#### Task requirements
Pull out every line of the records that contains the string "grill", treating uppercase and lowercase as different.

** START OF Entries shown **

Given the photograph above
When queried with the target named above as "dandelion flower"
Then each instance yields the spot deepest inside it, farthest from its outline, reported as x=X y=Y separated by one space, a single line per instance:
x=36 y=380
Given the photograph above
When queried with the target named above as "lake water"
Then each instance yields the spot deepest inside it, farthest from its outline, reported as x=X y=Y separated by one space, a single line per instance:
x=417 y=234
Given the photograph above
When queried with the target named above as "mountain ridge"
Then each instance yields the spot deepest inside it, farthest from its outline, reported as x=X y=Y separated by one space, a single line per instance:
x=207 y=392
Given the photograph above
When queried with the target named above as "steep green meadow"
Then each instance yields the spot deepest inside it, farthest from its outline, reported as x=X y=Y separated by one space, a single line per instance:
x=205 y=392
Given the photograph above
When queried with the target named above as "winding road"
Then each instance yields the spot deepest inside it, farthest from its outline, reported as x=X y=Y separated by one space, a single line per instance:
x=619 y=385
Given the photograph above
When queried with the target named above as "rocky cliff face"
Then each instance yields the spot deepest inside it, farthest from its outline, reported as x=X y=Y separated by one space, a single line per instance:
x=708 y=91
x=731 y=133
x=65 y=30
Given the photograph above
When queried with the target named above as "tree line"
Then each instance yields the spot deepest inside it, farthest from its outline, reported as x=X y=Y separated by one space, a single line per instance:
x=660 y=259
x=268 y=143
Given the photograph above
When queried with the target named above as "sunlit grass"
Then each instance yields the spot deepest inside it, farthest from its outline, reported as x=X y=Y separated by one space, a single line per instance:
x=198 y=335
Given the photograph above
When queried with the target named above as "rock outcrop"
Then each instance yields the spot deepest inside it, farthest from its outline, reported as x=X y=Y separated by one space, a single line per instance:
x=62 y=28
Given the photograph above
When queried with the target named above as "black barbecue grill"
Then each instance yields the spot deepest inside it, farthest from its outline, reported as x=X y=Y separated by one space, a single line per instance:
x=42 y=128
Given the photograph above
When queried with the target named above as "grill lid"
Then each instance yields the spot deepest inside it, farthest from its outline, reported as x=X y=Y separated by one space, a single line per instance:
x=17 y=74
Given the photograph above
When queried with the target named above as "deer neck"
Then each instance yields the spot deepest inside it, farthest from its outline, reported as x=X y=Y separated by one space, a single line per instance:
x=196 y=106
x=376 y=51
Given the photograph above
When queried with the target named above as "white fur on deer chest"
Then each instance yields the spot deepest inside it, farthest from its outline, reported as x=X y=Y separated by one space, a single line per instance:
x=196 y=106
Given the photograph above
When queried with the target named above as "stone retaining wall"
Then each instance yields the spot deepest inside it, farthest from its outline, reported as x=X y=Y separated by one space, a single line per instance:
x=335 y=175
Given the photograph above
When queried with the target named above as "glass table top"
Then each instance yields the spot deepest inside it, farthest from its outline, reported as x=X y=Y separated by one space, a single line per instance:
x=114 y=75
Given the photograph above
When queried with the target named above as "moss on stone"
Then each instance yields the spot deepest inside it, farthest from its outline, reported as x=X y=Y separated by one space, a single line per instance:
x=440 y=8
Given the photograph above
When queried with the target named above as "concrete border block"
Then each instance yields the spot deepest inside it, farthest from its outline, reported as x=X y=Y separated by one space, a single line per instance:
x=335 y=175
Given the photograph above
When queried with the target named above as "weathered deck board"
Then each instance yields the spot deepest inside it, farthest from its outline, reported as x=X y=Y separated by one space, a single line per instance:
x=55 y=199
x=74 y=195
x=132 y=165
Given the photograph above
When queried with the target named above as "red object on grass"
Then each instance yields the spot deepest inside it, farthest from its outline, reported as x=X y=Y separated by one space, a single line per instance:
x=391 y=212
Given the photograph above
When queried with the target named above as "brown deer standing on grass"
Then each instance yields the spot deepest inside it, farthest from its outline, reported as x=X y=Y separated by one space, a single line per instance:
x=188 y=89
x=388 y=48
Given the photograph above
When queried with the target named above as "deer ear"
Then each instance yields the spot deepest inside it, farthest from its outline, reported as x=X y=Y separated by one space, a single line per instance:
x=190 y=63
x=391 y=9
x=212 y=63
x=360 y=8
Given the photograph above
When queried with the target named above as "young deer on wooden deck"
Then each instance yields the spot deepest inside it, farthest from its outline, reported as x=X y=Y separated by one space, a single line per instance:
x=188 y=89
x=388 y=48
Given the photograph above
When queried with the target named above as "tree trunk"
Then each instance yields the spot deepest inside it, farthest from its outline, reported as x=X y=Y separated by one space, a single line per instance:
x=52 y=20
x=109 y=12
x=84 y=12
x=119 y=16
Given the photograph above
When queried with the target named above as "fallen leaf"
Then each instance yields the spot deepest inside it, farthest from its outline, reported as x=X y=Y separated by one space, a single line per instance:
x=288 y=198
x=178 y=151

** END OF Entries shown **

#### Response to the task
When queried with the target named above as "black barbecue grill"
When queried with the target named above as "grill lid"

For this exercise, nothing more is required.